_Fragmento citado_
· · · ·
El diagnóstico, desde luego, no es novedoso. Por lo menos desde la década de 1970, poseemos un conocimiento científicamente riguroso de los efectos amenazantes que el uso de clorofluocarbonos (CFC) produce sobre la capa de ozono (cf. Singer, 2003: 27). En el año 2001, el Grupo Intergubernamental de Expertos sobre el Cambio Climático o IPCC presentó el Tercer Informe de Evaluación, en cuya elaboración participaron numerosos autores y expertos de distintas partes del mundo (cf. ibíd.: 28). Los datos recabados en ese entonces ya eran escalofriantes. Lo que revela el informe, tal como relata Singer, es que la década de 1990 había sido la más calurosa y “1998 el año más caluroso en los 140 años para los que se han conservado datos meteorológicos”; que el nivel del mar había aumentado “entre 10 y 20 centímetros a lo largo del pasado siglo”; y que, “desde la década de 1960, la capa de hielo y nieve” había “disminuido en un 10 %” (ibíd.). El problema es que todos estos datos, por no mencionar el “incremento sin precedentes en la concentración de dióxido de carbono, metano y óxido de nitrógeno en la atmósfera, producido por actividades humanas como la quema de combustibles fósiles, la deforestación y (en el caso del metano) la producción ganadera y arrocera” (ibíd.), han ido empeorando en las últimas dos décadas.1
Lo que está ocurriendo en Australia, pero también en otras partes del mundo, como California, la selva amazónica o incluso las sierras de Córdoba, es sólo una muestra de los efectos que produce el calentamiento global, agravado por algunos factores de incidencia local, como la complicidad de algunos gobiernos en materia de desmonte, deforestación, desarrollo urbanístico no sustentable y falta de inversión adecuada en infraestructura y prevención. Con el calentamiento global no sólo aumentan los riesgos de incendio, sino también de inundaciones, al variar drásticamente el régimen de lluvias. Las evidencias al respecto también son globales y elocuentes, según consta en numerosos documentos e informes.2 Hay, por cierto, otros fenómenos igualmente preocupantes, como la reaparición de viejas epidemias, la aparición de otras nuevas o las crisis migratorias que algunos de estos fenómenos generan, las cuales también poseen un impacto global.3
Ante un panorama así de sombrío, y previendo un futuro no menos desolador, se impone una sola pregunta: ¿qué hacer? Algunas directivas sobre cómo afrontar estos tipos de fenómenos vienen siendo propuestas desde hace décadas por distintas comisiones, instituciones y especialistas. Sin dudas, el Protocolo de Kioto de 1997 significó un hito en este sentido, no sólo por el grado de consenso alcanzado en torno a qué hacer, sino por los exigentes compromisos que fijó en materia de “reducción o limitación de emisiones de gases causantes del efecto invernadero en 2012 para 39 naciones desarrolladas” (Singer, 2003: 35). El camino transitado desde entonces, sin embargo, ha sido difícil. En el año 2001, Estados Unidos abandonó el Protocolo, siendo la principal potencia generadora de gases de efecto invernadero. Pero, así como ha habido retrocesos, también cabe constatar algunos avances. El Acuerdo de Copenhague (2009), que volvió a incluir a los Estados Unidos, como así también la Cumbre de Clima de Varsovia (2013) o la Cumbre de Clima de París (2015), en la cual se celebró un acuerdo histórico que volvió a comprometer a las naciones desarrolladas a implementar las medidas y los recursos necesarios para reducir la temperatura global del planeta, permiten contar con una hoja de ruta bastante más certera y esperanzadora. Hoy, pues, el problema principal ya no sería el de ‘qué hacer’, sino el de visualizar qué herramientas resultan más efectivas para lograr que los principales actores a nivel mundial finalmente cumplan los compromisos asumidos. En este plano, tanto la política como el derecho internacional están llamados a asumir un rol clave.
· · · ·
_Datos proporcionados_
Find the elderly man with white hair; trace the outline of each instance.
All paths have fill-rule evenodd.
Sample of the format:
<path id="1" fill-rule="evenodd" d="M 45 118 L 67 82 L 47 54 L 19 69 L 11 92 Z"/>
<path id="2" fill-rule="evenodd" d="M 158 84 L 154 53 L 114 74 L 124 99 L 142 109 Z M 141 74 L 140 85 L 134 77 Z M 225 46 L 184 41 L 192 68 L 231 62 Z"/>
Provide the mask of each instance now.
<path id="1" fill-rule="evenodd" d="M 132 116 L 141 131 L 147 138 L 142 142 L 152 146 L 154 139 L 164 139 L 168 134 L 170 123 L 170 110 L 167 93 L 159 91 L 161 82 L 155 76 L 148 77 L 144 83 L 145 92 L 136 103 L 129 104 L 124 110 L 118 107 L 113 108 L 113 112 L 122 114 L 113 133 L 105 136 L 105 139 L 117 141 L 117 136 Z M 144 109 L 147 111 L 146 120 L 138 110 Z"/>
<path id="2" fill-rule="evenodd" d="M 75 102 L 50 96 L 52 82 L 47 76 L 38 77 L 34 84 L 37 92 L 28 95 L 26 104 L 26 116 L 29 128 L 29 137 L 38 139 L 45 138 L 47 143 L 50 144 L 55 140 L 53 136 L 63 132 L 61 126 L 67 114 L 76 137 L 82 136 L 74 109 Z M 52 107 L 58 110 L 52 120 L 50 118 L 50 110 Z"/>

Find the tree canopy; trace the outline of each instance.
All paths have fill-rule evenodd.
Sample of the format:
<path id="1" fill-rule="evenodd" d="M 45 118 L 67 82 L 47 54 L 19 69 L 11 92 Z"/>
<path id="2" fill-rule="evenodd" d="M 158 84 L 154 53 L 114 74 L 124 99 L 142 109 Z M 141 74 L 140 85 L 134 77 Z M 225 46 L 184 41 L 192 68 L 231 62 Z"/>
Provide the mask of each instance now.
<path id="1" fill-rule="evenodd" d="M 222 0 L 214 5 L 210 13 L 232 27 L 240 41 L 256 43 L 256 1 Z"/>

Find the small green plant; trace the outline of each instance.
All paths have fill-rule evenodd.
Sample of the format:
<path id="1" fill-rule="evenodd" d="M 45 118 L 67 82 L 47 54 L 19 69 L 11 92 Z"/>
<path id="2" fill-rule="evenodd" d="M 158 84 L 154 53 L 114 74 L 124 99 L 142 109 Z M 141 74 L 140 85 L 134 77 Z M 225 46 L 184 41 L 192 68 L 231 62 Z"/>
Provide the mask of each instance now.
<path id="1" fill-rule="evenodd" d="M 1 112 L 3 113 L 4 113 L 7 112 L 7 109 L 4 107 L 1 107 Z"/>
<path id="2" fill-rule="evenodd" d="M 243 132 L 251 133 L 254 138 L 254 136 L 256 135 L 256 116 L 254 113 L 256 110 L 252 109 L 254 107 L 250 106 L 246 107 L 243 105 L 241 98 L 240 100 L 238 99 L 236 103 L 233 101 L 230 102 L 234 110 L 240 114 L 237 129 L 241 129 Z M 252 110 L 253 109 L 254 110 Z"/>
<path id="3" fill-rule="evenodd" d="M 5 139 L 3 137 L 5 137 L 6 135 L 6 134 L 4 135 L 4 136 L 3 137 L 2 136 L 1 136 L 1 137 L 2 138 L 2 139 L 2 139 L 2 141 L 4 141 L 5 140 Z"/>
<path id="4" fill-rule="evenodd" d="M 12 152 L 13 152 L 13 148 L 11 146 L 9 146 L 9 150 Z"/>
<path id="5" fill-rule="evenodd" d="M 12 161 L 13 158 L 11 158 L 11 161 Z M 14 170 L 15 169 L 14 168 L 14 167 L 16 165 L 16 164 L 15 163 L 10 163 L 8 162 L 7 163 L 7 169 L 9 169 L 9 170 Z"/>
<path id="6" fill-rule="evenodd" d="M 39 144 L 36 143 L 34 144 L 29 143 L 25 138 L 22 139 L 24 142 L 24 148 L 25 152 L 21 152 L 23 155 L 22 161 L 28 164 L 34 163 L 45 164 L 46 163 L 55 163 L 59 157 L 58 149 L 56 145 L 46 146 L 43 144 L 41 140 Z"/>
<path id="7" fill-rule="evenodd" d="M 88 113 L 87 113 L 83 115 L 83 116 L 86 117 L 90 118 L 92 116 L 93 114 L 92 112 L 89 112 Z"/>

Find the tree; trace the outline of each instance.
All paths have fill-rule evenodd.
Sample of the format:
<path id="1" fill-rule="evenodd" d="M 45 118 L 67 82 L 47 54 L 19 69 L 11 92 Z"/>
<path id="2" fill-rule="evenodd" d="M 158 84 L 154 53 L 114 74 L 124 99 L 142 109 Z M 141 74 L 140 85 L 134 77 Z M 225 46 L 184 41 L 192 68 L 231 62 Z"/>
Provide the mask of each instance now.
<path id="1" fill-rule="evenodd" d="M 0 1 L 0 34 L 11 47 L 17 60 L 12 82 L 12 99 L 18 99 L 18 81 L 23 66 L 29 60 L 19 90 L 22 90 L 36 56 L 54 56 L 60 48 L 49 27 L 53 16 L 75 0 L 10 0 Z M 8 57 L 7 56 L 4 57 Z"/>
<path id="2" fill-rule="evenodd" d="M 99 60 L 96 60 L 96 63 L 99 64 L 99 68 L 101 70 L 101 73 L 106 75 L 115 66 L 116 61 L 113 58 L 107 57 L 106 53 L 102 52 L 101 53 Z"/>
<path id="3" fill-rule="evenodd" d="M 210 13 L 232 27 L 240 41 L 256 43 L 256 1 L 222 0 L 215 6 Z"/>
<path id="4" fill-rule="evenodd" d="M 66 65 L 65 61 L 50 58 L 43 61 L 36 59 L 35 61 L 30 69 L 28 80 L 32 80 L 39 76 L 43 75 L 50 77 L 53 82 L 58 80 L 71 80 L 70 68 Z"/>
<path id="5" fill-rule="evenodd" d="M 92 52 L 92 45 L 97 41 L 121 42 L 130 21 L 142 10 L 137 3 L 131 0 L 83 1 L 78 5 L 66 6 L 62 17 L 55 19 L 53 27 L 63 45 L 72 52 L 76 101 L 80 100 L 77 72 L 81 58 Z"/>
· · · ·
_Ejercicio propuesto 1_
Responde estas preguntas a partir del texto sobre el calentamiento global:
(a) ¿Qué año fue el más caluroso según el Tercer Informe de Evaluación?
(b) Además del riesgo de incendio, ¿qué otro riesgo aumenta con el calentamiento global?
(c) ¿En qué año abandonó Estados Unidos el Protocolo de Kioto?
_Ejercicio propuesto 2_
Redacta lo que sigue en el texto sobre el calentamiento global, a partir de su última oración.

_Respuesta 1_
(a) 1998.
(b) El riesgo de inundaciones.
(c) En 2001.

_Respuesta 2_
Todo esto, por cierto, resume en líneas muy gruesas el creciente nivel de concientización que hemos alcanzado en torno a un fenómeno cuyo tratamiento resulta impostergable. Pero también es verdad que las consecuencias de este fenómeno ya son visibles en varias regiones del planeta, habiéndose vuelto muchas de ellas tan inevitables como irreversibles. En algunos casos, como el de Australia, la magnitud del daño producido por el calentamiento global es tan grande que su mitigación probablemente exceda con creces la capacidad de dicho país para hacerle frente. Si tomamos en cuenta que Australia representa una de las potencias que más contribuyen a la producción de gases de efecto invernadero, habrá quienes sugieran tratar su caso bajo el famoso apotegma: «el que las hace, las paga». Sin embargo, obrar de esta manera no sólo dejaría sin solución a algunas regiones del planeta que sufren consecuencias similares a las de Australia sin haber contribuido en la misma medida a generarlas, sino que implicaría desconocer el impacto que estas mismas consecuencias, a su vez, producen en otros países y regiones. Como lo puso cristalinamente Ulrich Beck al referirse a “la globalización de los riesgos civilizatorios”:
A la producción industrial le acompaña un universalismo de los peligros, independientemente de los lugares de su producción: las cadenas de alimentos conectan en la práctica a todos los habitantes de la Tierra. Atraviesan las fronteras. El contenido en ácidos del aire no ataca sólo a las esculturas y a los tesoros artísticos, sino que ha disuelto ya desde hace tiempo las barreras aduaneras modernas. También en Canadá los lagos tienen mucho ácido, también en las cumbres de Escandinavia se mueren los bosques (Beck, 1998: 42).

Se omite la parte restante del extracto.